INSTRUCTIONS FOR THE TASK:
Emit only the lines from the line containing "Each instance of the building in" through the last line of the entries, unchanged.

[[ RECORDS FOR THE EXERCISE, beginning ]]

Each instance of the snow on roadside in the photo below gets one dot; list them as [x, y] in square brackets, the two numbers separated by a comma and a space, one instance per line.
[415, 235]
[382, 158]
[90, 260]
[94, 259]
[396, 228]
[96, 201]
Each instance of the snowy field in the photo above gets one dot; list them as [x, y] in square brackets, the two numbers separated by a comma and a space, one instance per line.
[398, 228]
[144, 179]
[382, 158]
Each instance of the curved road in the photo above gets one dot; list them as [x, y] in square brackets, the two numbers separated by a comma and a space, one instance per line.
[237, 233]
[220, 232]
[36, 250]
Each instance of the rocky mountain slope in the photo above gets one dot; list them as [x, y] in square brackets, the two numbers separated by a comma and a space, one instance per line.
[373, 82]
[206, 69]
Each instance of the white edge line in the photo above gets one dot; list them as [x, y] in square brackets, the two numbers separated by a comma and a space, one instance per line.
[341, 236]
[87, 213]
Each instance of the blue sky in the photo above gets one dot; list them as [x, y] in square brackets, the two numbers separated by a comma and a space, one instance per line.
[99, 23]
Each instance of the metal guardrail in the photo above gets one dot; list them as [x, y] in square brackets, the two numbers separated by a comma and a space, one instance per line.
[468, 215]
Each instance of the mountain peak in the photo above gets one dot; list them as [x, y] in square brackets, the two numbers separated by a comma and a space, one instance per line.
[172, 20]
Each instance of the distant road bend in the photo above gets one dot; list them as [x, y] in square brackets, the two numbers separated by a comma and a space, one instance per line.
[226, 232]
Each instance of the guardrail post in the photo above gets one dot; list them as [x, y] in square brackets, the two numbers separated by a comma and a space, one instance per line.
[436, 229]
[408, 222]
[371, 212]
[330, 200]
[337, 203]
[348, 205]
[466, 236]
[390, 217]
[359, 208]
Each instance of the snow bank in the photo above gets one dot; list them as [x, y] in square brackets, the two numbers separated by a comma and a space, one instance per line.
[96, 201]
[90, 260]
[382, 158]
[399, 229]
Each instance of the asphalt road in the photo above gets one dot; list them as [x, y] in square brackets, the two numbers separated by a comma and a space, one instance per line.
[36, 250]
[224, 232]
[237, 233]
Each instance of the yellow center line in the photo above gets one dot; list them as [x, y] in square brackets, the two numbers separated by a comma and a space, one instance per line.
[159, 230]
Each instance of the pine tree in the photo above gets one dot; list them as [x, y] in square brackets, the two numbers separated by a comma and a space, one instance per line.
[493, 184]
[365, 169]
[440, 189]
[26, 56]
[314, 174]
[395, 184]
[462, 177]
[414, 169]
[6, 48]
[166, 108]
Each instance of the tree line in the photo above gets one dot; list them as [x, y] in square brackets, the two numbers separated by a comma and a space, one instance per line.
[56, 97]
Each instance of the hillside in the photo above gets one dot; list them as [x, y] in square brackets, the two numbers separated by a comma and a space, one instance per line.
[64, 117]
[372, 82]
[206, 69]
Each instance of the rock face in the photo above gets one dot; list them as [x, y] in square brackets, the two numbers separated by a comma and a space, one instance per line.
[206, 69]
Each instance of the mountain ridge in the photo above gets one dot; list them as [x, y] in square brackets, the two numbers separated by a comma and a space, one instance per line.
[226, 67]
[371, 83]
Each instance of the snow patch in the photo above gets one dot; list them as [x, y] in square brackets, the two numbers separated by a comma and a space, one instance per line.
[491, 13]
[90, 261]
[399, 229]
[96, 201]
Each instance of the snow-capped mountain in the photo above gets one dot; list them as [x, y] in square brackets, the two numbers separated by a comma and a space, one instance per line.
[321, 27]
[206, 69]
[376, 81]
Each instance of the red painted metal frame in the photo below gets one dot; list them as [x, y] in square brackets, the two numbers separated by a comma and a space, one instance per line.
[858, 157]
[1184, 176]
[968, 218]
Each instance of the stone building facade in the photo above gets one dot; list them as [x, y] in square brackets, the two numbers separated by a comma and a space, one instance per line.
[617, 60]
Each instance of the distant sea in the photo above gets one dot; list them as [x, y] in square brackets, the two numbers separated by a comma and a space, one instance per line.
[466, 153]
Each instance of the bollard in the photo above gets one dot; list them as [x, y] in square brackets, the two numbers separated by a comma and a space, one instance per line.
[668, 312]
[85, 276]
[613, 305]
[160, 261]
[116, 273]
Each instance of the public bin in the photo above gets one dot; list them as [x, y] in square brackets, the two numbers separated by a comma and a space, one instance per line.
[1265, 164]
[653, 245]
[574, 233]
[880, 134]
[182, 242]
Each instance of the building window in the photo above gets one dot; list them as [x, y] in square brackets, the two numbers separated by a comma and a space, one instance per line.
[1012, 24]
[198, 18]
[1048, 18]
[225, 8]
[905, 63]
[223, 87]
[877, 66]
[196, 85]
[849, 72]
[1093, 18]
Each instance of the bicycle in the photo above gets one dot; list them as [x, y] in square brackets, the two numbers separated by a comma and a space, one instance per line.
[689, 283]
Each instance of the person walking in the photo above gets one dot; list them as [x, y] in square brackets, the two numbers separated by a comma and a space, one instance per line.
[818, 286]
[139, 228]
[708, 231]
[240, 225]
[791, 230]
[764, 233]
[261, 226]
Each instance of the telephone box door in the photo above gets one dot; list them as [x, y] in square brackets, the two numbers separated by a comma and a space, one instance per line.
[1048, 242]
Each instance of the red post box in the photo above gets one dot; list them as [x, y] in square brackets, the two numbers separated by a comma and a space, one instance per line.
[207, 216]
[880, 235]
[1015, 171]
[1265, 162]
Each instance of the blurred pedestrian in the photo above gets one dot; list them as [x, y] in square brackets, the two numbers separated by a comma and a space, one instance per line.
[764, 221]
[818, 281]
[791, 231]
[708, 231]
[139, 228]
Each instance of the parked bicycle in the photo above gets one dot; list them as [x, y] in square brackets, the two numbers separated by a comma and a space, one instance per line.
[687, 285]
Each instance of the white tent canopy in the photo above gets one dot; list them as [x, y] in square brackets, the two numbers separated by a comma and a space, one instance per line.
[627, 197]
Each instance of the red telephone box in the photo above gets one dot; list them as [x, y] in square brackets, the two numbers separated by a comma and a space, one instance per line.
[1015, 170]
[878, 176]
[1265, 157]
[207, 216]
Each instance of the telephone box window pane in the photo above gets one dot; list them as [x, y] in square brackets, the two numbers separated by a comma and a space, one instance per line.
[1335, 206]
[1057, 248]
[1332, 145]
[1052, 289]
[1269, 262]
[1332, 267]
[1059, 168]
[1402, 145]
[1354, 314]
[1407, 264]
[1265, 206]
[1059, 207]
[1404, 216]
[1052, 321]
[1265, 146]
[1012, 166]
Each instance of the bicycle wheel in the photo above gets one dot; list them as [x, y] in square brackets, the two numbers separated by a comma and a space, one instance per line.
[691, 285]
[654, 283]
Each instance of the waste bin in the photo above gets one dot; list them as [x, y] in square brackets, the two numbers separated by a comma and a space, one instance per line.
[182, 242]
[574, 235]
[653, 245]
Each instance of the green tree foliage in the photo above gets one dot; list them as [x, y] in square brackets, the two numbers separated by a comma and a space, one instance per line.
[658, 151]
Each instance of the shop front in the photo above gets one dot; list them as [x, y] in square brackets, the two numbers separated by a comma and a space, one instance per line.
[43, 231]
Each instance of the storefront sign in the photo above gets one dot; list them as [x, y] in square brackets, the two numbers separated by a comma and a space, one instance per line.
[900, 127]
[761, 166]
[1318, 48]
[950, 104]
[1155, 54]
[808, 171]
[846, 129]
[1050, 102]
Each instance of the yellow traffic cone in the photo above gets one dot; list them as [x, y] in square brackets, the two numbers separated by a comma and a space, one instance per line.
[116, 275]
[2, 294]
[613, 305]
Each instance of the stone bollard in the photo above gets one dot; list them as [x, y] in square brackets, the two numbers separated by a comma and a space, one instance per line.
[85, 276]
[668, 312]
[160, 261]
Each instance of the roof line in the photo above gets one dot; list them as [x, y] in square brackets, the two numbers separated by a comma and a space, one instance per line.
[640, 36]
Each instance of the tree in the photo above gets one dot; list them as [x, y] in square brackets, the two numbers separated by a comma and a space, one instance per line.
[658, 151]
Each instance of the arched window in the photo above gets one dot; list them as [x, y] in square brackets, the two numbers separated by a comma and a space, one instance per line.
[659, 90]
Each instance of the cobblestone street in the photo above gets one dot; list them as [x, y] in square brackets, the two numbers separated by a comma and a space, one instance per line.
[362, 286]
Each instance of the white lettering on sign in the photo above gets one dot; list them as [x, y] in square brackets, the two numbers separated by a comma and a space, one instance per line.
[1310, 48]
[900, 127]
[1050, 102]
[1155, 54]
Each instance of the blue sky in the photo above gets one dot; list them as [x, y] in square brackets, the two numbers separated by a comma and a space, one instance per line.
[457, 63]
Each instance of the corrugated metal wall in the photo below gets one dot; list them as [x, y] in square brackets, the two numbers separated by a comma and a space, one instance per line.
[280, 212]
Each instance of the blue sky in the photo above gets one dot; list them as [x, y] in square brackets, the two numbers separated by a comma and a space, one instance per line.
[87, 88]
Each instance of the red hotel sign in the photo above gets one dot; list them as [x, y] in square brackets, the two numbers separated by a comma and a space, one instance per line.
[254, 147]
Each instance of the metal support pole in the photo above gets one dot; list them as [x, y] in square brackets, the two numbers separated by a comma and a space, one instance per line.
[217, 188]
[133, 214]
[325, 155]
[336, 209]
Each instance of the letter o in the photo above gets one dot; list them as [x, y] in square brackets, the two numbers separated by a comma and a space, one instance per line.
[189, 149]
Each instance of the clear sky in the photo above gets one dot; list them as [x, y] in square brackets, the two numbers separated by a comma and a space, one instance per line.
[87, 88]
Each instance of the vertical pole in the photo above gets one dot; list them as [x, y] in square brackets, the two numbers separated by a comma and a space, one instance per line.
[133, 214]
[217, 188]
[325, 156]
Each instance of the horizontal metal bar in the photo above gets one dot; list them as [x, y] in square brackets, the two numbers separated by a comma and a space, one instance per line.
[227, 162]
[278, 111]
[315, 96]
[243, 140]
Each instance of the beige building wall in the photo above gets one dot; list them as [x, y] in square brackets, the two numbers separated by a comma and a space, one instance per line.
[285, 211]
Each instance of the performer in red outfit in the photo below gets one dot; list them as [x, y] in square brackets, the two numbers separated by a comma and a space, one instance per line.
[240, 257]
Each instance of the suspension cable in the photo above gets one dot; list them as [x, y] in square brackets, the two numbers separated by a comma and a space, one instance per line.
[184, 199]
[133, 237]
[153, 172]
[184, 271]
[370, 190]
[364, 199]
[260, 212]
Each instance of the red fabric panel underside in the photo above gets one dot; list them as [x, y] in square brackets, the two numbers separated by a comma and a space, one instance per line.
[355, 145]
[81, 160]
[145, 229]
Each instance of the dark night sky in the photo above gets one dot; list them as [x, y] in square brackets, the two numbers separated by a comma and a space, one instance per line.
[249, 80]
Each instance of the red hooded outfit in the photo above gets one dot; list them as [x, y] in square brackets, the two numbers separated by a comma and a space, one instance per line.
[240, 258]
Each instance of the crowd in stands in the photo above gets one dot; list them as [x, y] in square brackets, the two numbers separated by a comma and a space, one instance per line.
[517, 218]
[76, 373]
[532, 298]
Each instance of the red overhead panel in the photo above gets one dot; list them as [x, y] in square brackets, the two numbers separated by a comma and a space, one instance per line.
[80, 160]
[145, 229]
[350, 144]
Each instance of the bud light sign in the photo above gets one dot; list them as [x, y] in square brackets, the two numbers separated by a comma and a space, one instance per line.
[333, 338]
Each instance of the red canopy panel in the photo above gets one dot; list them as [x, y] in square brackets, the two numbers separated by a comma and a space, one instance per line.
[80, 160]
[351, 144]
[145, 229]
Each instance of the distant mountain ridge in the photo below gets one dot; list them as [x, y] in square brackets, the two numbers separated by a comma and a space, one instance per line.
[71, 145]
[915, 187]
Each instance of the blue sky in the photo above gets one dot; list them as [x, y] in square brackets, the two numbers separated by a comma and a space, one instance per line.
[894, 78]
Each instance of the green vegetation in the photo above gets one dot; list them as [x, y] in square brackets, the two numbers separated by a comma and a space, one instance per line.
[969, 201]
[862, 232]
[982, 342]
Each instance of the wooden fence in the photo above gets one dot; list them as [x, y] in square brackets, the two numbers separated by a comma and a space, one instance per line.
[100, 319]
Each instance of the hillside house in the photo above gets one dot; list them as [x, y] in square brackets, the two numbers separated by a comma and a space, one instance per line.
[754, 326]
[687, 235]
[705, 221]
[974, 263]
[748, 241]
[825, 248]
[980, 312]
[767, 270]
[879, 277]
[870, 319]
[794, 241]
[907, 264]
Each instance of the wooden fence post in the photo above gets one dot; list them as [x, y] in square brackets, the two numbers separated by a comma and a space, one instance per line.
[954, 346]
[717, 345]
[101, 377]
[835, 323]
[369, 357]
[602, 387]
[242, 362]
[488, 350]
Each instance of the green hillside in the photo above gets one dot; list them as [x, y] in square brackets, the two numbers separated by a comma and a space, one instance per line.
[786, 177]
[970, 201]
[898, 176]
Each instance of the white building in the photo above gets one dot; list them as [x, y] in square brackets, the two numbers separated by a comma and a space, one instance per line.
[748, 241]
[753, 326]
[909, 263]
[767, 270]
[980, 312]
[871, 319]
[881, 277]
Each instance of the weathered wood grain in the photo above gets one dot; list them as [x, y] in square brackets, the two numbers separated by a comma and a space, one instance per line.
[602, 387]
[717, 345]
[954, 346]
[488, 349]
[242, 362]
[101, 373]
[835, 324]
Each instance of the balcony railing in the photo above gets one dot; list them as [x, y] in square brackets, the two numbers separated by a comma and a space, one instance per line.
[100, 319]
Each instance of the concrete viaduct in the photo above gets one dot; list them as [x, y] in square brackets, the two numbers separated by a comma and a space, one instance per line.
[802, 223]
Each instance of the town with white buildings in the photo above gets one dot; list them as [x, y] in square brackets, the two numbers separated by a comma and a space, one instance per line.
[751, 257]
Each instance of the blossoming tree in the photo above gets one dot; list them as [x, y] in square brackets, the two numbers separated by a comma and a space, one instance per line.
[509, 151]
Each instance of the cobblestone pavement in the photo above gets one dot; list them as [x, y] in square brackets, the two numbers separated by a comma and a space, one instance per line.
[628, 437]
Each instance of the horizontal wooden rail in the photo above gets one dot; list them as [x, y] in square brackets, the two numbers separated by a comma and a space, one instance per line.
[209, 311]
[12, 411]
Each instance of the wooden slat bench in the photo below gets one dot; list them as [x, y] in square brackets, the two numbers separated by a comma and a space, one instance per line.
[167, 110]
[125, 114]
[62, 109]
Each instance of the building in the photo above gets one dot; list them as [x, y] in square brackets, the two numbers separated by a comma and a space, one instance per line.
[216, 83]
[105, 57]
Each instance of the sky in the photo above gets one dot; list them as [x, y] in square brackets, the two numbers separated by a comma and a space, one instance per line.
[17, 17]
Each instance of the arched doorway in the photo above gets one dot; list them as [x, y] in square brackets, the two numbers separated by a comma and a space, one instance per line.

[[ RECORDS FOR THE EXERCISE, end ]]

RESPONSE AREA:
Each instance of the building in the photo above gets one dot; list them as [x, y] in square brackets, the two numbers separated by a comma and a space, one instance per line.
[216, 83]
[105, 57]
Each instance of the sky in the photo above gets one dot; list them as [x, y] in square brackets, the two numbers separated by a comma and a space, one instance per line.
[17, 17]
Each instance of the arched doorway in the photo above gets one dot; list them as [x, y] in square brackets, the two numbers separated by a comma and a space, one instance per line.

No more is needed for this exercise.